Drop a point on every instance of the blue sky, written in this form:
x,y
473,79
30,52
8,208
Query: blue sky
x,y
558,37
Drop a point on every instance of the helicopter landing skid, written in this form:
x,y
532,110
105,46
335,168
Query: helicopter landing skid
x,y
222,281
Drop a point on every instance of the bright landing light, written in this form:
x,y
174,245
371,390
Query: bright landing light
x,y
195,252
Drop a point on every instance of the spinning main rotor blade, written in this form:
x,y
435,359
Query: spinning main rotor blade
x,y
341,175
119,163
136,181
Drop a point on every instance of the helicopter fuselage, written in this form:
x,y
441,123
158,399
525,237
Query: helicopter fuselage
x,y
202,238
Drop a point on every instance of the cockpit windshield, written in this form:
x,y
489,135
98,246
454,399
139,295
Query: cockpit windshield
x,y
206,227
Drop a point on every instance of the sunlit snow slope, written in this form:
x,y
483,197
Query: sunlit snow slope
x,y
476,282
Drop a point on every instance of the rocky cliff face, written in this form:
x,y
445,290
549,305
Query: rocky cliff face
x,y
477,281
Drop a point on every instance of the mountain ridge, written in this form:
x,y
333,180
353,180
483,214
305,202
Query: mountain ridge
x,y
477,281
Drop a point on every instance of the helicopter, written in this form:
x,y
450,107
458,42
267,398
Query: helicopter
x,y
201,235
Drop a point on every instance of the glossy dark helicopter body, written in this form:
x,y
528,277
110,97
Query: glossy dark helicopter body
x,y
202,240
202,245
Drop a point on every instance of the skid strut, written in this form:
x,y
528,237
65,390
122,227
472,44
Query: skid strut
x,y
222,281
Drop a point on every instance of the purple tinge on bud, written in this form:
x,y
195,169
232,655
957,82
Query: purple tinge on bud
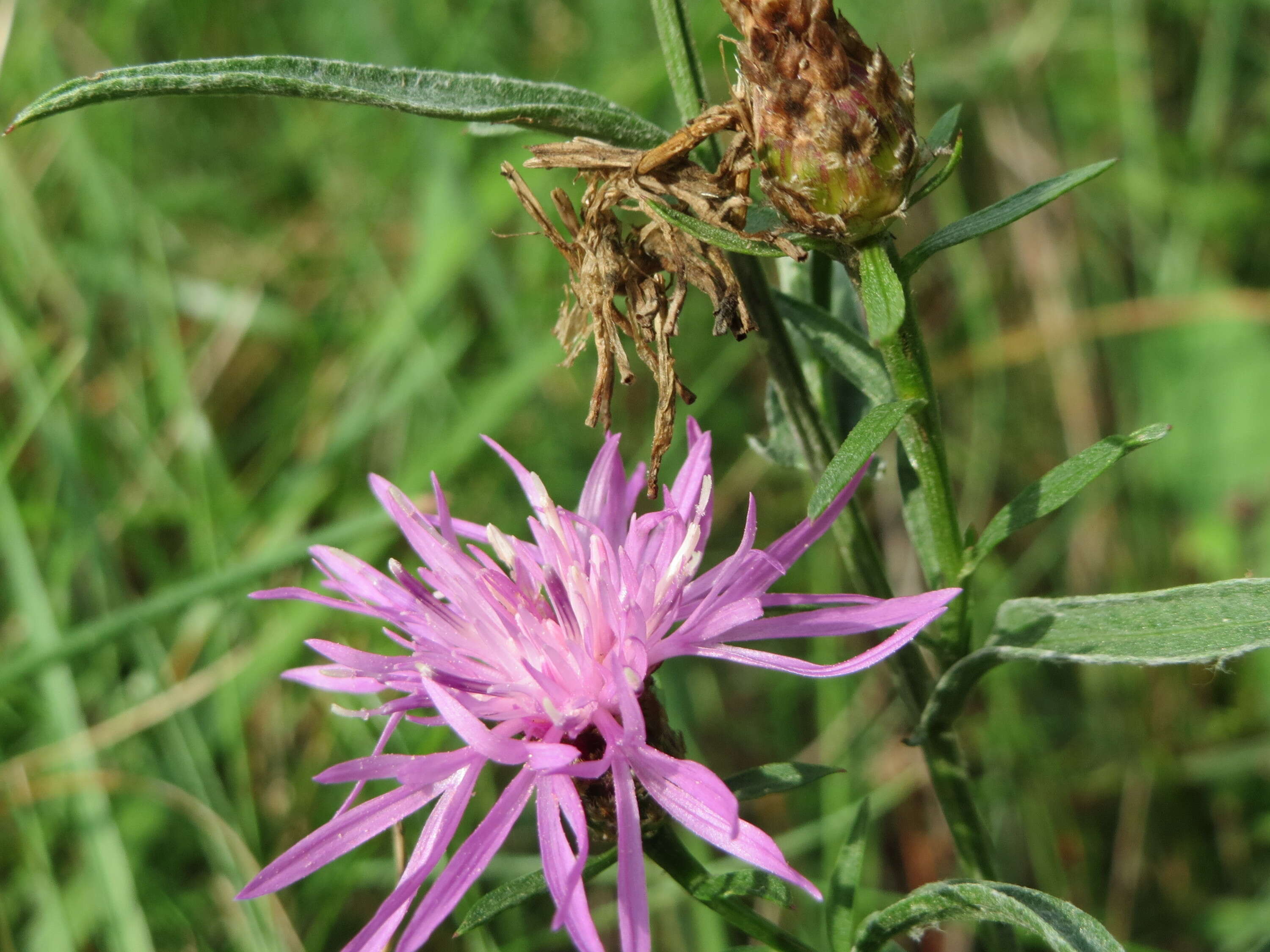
x,y
832,118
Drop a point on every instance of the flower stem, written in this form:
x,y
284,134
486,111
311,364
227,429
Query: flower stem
x,y
667,851
682,64
860,553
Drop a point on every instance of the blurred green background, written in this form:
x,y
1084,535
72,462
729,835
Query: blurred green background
x,y
218,315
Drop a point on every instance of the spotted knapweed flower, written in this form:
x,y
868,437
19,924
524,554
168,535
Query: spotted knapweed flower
x,y
544,663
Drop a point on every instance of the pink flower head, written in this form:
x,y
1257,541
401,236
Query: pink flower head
x,y
539,659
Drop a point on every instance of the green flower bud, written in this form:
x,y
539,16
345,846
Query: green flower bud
x,y
832,120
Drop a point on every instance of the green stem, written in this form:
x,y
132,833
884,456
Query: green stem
x,y
682,65
667,851
860,554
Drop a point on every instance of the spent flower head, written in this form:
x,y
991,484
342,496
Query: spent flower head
x,y
539,657
831,118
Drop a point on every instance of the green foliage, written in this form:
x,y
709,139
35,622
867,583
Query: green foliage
x,y
881,292
1061,926
155,438
714,235
1002,214
524,889
1188,625
856,450
545,107
845,883
845,351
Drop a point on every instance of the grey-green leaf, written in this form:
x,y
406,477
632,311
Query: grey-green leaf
x,y
845,883
860,445
745,883
776,779
548,107
1188,625
997,216
1061,926
714,235
524,888
840,347
780,448
881,292
1058,487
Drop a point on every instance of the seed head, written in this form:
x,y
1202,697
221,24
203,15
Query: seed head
x,y
832,118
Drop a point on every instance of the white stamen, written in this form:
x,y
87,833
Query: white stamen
x,y
501,545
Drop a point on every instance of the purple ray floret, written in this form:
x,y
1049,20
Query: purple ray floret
x,y
541,652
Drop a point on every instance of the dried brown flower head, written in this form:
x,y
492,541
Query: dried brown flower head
x,y
831,118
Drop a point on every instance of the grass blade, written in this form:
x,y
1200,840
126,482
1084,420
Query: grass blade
x,y
1002,214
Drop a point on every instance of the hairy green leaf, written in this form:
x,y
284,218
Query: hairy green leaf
x,y
943,174
780,448
881,292
860,445
845,883
1058,924
525,888
548,107
776,779
1058,487
743,883
1188,625
714,235
840,347
997,216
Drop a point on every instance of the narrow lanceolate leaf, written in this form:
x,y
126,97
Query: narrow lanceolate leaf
x,y
1058,487
548,107
1188,625
840,347
860,445
941,176
881,291
997,216
1061,926
945,129
714,235
776,779
752,884
845,884
524,888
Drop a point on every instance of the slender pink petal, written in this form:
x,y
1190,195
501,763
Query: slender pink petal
x,y
469,862
604,495
411,770
794,666
333,677
846,620
436,836
336,838
633,923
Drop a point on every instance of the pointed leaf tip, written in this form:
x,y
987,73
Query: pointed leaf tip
x,y
1002,214
550,107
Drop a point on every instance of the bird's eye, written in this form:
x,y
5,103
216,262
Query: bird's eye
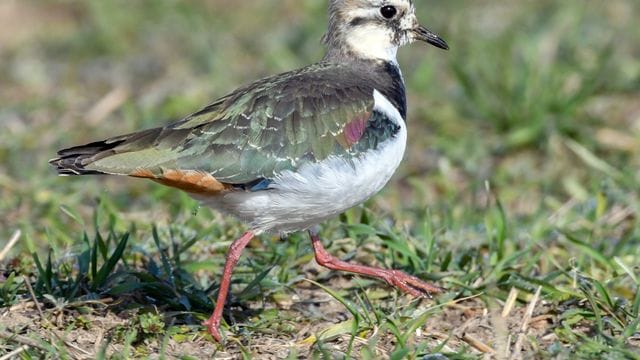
x,y
388,12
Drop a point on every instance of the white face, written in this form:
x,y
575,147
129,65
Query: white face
x,y
376,28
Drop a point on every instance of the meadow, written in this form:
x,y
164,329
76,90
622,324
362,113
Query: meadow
x,y
518,193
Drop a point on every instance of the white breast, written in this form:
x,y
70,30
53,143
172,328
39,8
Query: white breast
x,y
315,192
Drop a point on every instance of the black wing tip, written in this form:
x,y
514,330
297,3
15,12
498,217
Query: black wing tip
x,y
72,161
71,165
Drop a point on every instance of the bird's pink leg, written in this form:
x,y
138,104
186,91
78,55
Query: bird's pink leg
x,y
405,282
235,250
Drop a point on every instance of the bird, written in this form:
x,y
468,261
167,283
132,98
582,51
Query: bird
x,y
285,153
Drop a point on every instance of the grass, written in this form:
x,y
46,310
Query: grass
x,y
518,193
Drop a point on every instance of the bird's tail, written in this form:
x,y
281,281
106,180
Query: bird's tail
x,y
72,161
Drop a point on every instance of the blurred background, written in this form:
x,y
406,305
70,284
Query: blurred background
x,y
540,99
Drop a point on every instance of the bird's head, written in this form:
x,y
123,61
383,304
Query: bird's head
x,y
374,29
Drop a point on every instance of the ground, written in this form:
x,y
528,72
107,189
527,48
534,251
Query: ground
x,y
518,194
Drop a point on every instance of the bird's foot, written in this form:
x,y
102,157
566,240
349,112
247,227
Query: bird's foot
x,y
409,284
213,327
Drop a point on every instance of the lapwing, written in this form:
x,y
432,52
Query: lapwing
x,y
290,151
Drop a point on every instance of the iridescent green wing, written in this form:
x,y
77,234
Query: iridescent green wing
x,y
276,124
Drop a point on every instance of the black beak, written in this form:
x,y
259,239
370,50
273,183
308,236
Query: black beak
x,y
424,34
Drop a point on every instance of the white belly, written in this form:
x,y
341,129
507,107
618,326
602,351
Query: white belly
x,y
318,191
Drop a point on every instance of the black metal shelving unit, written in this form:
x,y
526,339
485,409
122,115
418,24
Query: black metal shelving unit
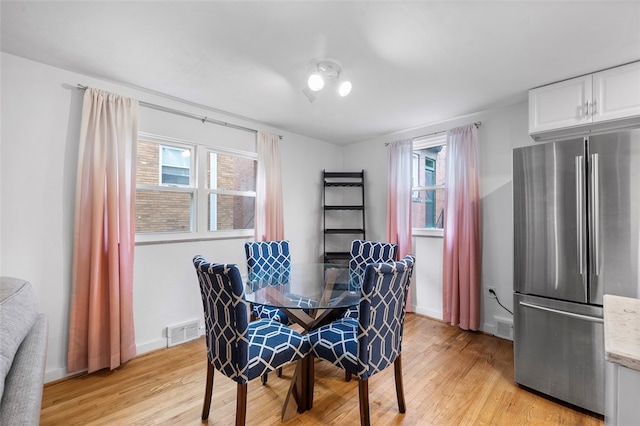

TASK GOAL =
Transcribe the data line for line, beginning with the line that contains "Drop a point on every instance of the black metal" and going on through the end of the data, and leave the pictures out.

SOLVED PROBLEM =
Drop a point on every instance of the black metal shelving unit, written in this form:
x,y
526,339
485,409
122,115
418,24
Query: black metal shelving unit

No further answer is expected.